- TEXTE FOURNI
Le football avait pourtant déjà servi de pont entre Erevan et Ankara. C'était entre 2008 et 2009, à la faveur de deux matchs, l'un à Erevan, l'autre à Bursa. La fameuse "diplomatie du foot" avait permis la signature en grande pompe à Zurich de protocoles prévoyant l'établissement de relations diplomatiques.

Malgré les échanges d'amabilités et déclarations d'intentions, ces protocoles n'ont rien donné, et ce statu quo devrait se poursuivre selon le journaliste Tigrane Yegavian, qui souligne que le président Erdogan "compte trop sur sa base électorale pour être reconduit président".

Le rôle central de l'Azerbaïdjan et du conflit du Haut-Karabakh

Le président turc "s'appuie énormément sur un électorat ultranationaliste" pour sa politique intérieure indique-t-il. "Et vous avez le facteur géopolitique avec l'alliance avec l'Azerbaïdjan" poursuit-il. Une relation résumée par un slogan repris régulièrement par les gouvernements d'Ankara et de Bakou, qui estiment appartenir à "deux États et une nation".

Lors de la guerre de 2020 dans le Haut-Karabakh, "la Turquie a fourni des drones à Bakou qui ont été décisifs"
Ahmet Insel
Politologue et économiste

En solidarité avec l'Azerbaïdjan, "la République de Turquie a unilatéralement suspendu ses relations avec l'Arménie en 1993" après la victoire d'Erevan lors de la première guerre du Haut-Karabakh fait remarquer le politologue Ahmet Insel. Dès lors, Bakou est devenu un acteur central du dossier armeno-turc, et exige, depuis, qu'Erevan reconnaisse sa souveraineté sur ce territoire disputé peuplé d'Arméniens.

Ankara s'aligne donc sur les exigences azerbaïdjanaises en maintenant sa frontière arménienne fermée, "le coût à payer d'une normalisation armeno-turque étant trop élevé pour le président turc" analyse Tigrane Yegavian.

Lors de la deuxième guerre en 2020, "la Turquie a fourni des drones à Bakou, qui ont été décisifs" dans la déroute arménienne, indique Ahmet Insel, une défaite vécue comme une humiliation nationale à Erevan.

"L'Azerbaïdjan est plus qu'un partenaire et un pays turcophone. C'est aussi un important investisseur en Turquie" souligne-t-il, le pays caucasien exerçant une forte pression pour que la Turquie maintienne sa frontière fermée avec l'Arménie, pour tordre le bras d'Erevan.

- LIGNES FOURNIES
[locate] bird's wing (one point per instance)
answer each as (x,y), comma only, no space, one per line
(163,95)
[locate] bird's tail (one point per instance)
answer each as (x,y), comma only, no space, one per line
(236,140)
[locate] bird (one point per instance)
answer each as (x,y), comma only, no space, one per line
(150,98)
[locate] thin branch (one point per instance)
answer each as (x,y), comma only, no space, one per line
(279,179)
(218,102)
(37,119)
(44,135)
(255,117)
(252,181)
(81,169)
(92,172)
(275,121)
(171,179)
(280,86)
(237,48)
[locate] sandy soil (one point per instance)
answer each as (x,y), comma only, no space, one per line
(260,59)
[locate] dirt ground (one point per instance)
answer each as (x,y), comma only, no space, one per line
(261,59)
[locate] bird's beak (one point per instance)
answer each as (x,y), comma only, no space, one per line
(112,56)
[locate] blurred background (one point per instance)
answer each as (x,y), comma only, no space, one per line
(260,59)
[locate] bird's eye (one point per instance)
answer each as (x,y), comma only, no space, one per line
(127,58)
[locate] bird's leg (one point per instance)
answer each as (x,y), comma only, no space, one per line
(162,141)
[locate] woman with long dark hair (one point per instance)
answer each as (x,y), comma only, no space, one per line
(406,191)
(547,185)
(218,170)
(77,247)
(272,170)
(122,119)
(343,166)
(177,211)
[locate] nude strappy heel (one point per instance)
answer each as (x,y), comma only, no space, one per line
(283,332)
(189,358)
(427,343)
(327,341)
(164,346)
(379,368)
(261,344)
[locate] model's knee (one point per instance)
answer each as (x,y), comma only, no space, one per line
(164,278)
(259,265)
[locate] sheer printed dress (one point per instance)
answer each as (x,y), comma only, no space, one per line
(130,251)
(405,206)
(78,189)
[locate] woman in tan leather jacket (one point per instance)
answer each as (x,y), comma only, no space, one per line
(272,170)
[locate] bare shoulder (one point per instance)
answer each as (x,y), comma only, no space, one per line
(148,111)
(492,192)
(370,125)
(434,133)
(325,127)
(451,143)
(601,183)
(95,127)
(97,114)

- CONSIGNE
Actualisez le passage du texte fourni commençant par « Lors de la deuxième » et se terminant par « nationale à Erevan. », en y remplaçant « drones » par « missiles ».

- RÉPONSE ATTENDUE
Lors de la deuxième guerre en 2020, "la Turquie a fourni des missiles à Bakou, qui ont été décisifs" dans la déroute arménienne, indique Ahmet Insel, une défaite vécue comme une humiliation nationale à Erevan.